DESCRIPTION OF THE TASK: Without changing a single character, write out every record below.

======== RECORDS SHOWN ========

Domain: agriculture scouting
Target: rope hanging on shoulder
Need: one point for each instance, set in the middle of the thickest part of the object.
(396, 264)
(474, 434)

========

SOLUTION FOR THIS EXERCISE:
Domain: agriculture scouting
Target: rope hanging on shoulder
Need: one point for each instance, set in the middle of the thickest part of the object.
(396, 264)
(474, 434)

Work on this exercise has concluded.